PROMPT> Set down all of the entries below exactly, and omit the pictures.

PROVIDED RECORDS>
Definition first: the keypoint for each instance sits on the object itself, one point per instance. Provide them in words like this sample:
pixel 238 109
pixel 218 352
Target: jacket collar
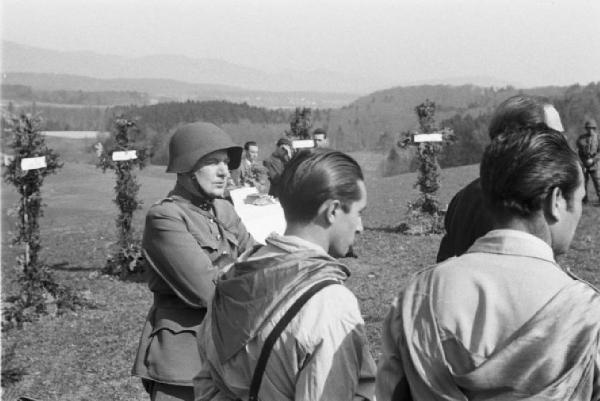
pixel 513 242
pixel 179 192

SOLUTION FOR THIS TASK>
Definition first: the keypoint for each instance sits on the object itself, one point per instance. Provide them in words like this sample:
pixel 238 109
pixel 218 352
Target: jacket collar
pixel 513 242
pixel 179 192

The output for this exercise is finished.